DATA FOR PROCESSING:

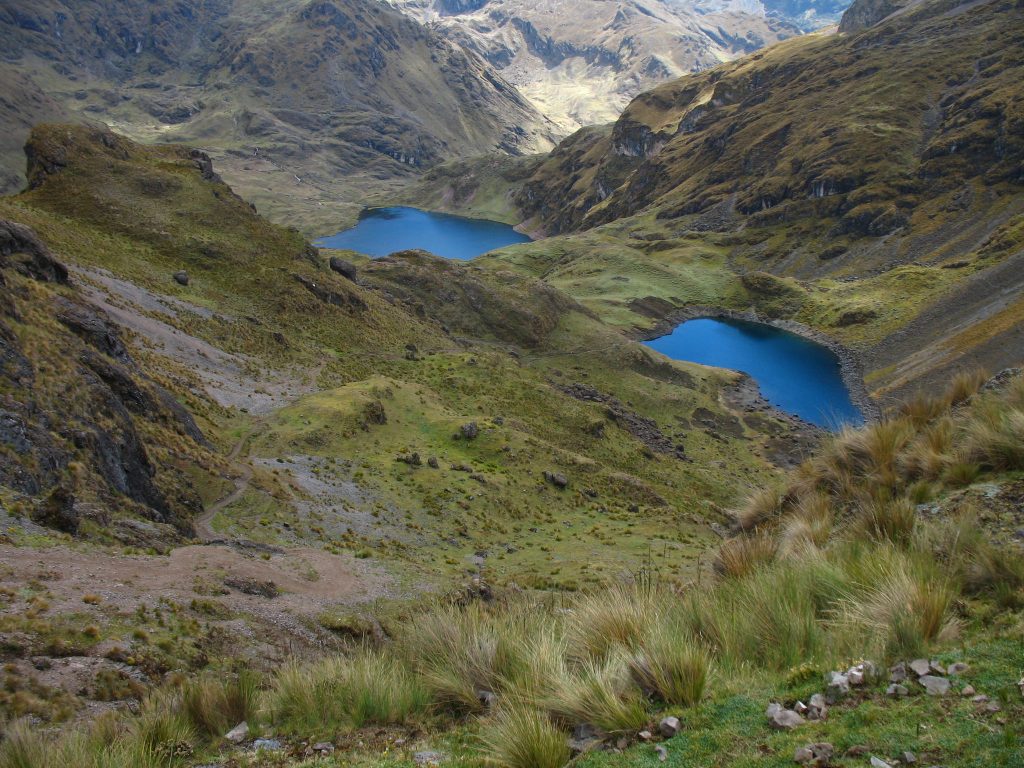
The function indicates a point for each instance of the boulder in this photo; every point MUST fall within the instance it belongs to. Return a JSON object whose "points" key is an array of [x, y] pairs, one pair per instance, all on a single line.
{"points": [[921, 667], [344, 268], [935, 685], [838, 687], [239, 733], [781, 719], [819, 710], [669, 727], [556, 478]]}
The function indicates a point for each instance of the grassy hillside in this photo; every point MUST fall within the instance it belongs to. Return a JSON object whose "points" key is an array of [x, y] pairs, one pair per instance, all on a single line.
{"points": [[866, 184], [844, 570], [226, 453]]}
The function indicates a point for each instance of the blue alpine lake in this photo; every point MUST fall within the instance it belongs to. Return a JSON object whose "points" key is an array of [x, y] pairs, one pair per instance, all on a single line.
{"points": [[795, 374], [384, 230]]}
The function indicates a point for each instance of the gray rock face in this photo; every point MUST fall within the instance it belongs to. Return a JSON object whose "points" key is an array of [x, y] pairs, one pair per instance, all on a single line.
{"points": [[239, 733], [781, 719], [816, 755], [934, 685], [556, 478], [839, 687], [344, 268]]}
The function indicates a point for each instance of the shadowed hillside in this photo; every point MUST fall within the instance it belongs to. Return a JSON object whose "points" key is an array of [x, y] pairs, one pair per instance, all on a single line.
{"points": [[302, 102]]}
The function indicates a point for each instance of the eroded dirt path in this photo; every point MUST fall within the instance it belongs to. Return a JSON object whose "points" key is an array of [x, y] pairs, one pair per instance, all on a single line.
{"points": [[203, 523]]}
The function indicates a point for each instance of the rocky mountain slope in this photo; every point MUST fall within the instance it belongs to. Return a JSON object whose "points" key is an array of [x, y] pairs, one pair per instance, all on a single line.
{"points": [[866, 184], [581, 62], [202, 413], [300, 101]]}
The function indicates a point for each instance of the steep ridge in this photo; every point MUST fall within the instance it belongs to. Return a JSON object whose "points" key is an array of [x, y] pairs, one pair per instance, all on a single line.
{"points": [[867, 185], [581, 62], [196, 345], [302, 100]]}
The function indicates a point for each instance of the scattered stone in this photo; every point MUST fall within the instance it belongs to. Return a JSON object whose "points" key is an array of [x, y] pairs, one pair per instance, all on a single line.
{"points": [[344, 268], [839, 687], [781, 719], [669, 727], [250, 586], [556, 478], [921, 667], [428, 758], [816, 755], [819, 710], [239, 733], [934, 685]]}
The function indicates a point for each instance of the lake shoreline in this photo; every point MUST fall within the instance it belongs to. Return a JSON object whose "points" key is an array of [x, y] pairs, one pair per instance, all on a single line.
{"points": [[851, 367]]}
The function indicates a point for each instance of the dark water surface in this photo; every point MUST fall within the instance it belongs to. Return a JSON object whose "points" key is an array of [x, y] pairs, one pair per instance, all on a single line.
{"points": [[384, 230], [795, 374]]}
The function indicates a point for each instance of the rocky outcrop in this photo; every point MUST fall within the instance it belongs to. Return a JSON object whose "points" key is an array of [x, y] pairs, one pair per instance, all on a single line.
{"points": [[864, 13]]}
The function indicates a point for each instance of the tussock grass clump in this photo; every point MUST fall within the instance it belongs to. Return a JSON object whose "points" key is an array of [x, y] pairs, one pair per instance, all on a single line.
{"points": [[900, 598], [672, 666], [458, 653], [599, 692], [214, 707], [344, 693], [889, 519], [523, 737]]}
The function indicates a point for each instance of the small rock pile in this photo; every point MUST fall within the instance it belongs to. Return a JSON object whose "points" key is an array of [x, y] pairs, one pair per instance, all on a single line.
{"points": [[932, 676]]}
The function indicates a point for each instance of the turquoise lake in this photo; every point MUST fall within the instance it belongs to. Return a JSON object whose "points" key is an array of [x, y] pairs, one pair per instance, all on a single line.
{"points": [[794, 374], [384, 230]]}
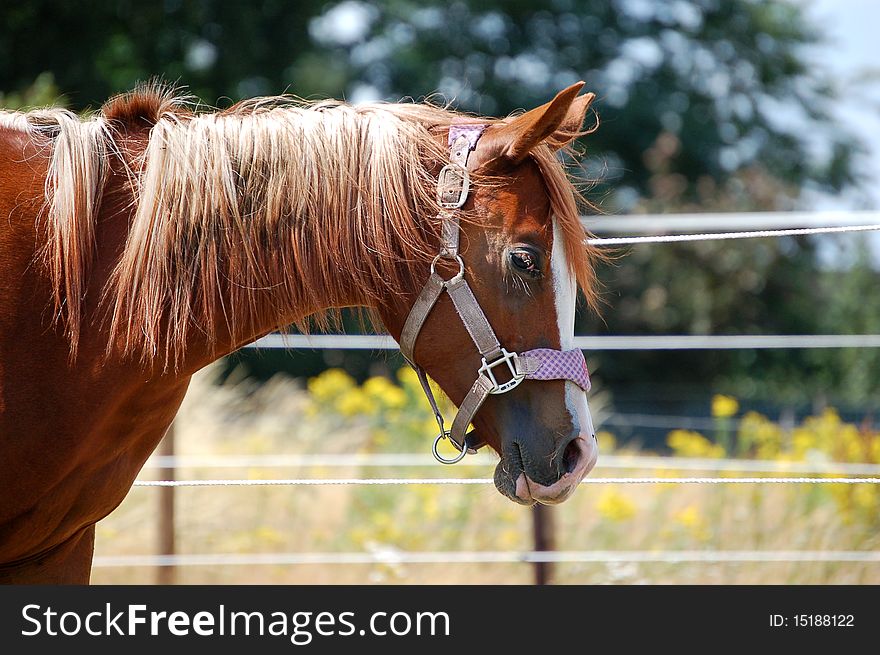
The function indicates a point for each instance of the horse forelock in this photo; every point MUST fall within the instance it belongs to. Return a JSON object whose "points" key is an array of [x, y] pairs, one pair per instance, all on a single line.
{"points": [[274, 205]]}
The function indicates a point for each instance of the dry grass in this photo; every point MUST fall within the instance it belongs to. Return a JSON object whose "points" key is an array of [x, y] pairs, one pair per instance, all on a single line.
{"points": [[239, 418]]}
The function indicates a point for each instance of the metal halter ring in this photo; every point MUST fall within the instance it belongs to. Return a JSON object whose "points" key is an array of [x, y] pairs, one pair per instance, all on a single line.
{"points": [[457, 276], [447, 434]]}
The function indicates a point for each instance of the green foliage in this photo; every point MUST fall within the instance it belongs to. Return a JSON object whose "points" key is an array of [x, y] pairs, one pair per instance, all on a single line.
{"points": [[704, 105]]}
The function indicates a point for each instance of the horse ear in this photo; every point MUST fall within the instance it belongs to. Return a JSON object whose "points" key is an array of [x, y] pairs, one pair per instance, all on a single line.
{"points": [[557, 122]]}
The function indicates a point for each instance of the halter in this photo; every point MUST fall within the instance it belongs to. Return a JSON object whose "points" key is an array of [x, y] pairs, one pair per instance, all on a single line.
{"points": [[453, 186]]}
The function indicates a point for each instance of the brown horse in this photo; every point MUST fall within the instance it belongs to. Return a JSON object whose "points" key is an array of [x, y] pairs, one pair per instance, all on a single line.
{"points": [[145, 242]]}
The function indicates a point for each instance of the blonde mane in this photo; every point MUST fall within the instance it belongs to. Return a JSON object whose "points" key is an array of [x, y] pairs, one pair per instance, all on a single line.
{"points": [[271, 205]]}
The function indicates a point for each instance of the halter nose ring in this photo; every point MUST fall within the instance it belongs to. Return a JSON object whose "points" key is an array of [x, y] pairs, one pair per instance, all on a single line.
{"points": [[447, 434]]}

==

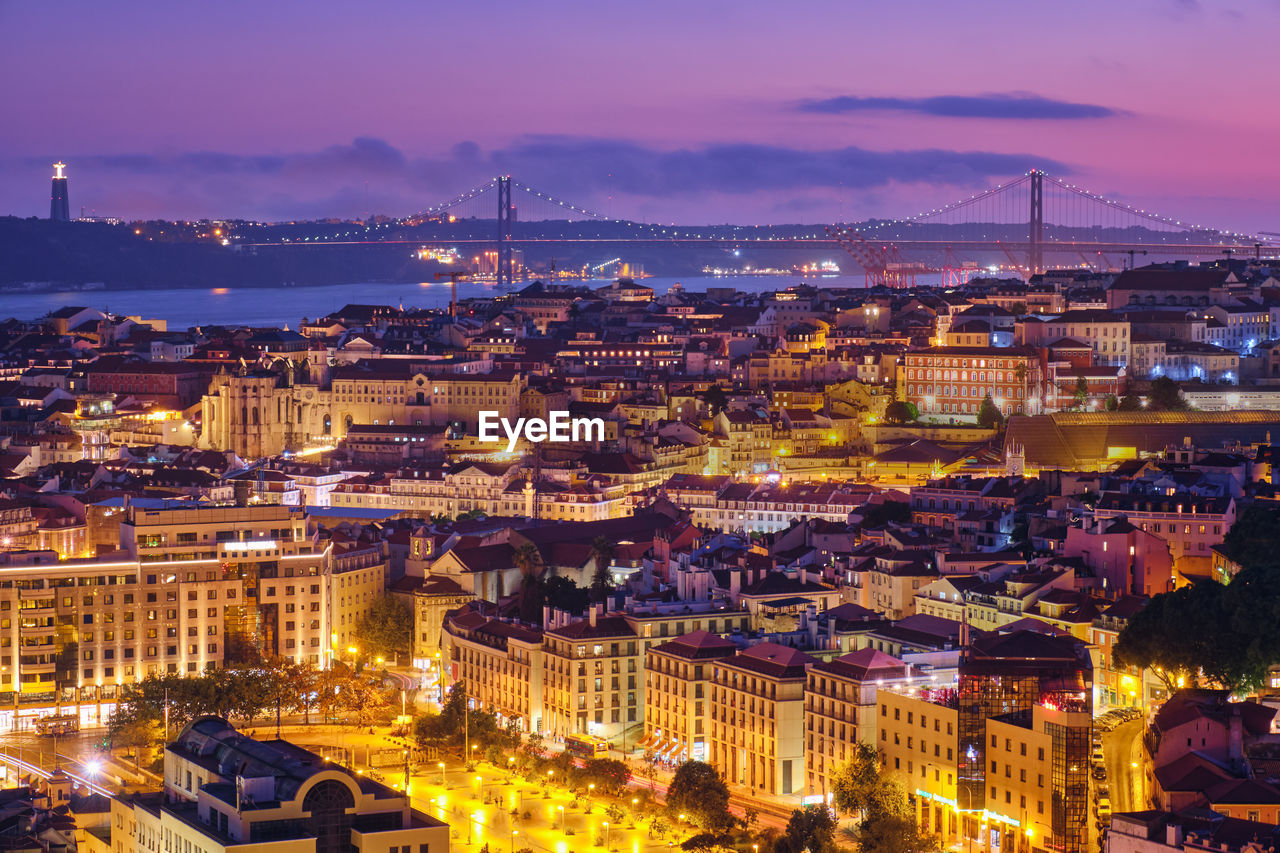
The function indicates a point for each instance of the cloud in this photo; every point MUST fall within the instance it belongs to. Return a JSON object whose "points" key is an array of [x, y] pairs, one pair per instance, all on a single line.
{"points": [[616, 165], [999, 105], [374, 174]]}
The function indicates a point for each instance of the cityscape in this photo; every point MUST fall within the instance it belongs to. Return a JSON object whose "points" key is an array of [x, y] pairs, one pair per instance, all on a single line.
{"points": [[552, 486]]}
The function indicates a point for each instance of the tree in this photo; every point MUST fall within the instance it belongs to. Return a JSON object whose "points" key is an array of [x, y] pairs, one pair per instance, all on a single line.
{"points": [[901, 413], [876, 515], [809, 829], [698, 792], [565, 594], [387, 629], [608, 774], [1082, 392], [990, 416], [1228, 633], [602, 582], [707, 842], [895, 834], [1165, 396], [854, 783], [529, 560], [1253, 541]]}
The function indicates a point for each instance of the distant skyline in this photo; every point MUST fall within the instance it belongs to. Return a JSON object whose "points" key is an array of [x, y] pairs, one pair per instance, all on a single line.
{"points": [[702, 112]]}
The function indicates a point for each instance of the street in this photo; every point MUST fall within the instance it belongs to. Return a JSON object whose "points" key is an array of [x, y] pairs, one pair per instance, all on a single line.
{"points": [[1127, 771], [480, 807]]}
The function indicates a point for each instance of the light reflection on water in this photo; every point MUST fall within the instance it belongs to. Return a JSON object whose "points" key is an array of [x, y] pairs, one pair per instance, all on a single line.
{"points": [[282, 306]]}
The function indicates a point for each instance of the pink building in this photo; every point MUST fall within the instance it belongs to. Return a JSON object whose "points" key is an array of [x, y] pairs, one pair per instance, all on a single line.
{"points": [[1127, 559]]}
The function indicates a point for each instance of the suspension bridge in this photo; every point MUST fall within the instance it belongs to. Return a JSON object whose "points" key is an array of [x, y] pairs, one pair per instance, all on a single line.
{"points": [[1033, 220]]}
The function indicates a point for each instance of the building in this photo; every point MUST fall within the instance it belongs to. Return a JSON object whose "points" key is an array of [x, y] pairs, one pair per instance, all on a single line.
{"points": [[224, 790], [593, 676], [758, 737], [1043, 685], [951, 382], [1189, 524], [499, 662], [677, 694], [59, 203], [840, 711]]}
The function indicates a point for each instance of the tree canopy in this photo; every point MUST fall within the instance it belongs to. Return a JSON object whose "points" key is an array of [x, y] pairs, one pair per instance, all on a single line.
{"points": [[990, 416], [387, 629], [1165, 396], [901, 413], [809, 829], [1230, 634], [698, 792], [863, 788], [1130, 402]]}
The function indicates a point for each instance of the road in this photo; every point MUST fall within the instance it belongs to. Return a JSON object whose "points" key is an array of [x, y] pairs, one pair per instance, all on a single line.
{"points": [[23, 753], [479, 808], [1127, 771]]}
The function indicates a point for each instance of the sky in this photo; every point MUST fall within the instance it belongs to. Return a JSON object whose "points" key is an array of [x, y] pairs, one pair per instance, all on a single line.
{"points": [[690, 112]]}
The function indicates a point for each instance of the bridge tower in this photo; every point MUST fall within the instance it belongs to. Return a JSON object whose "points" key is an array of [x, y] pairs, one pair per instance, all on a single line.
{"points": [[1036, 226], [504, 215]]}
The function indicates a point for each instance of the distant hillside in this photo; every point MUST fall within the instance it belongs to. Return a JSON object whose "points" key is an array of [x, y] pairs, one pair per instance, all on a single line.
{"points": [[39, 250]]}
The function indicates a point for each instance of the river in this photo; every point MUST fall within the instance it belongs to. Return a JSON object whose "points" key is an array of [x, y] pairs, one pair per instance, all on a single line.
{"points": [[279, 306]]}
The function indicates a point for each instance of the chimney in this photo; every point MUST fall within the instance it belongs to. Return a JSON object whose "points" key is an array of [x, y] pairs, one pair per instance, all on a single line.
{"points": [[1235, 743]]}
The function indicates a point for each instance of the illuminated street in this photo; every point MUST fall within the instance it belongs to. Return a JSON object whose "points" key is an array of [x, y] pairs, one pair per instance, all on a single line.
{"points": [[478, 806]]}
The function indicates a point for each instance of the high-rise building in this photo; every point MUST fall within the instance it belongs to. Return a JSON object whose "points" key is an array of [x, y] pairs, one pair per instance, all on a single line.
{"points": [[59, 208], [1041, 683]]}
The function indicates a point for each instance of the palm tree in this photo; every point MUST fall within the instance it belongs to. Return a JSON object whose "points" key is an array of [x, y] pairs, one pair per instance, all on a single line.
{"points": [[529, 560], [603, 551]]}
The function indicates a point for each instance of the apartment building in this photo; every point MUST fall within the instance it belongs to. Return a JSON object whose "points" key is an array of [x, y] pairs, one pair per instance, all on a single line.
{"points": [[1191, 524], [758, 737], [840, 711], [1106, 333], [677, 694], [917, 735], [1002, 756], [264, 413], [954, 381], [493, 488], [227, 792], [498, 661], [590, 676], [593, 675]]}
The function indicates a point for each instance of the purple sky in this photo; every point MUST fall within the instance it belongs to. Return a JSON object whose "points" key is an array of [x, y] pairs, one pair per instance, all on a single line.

TASK REQUIREMENTS: Which lines above contain the word "halter"? List each of them, copied out in full.

RESPONSE:
The function indicates a point for each instance of the metal halter ring in this photo; every point MUST fall within the instance it belongs to. Return a JSON object whose "points" key is an array of [x, y] pairs, one pair per instance, all on a single line.
The function indicates a point for each instance of the halter in this photo; every point MUST fall within the instance it belongs to. Return a JSON object whose "points" key is an array of [x, y] pairs, one pair per instance, all on a single line.
The function indicates a point for each instance of the halter nose ring in this photo; every point MUST fall within the instance it belongs to. Return a JSON object whose "points" key is an array of [x, y] pairs, one pair per instance, all on a single line.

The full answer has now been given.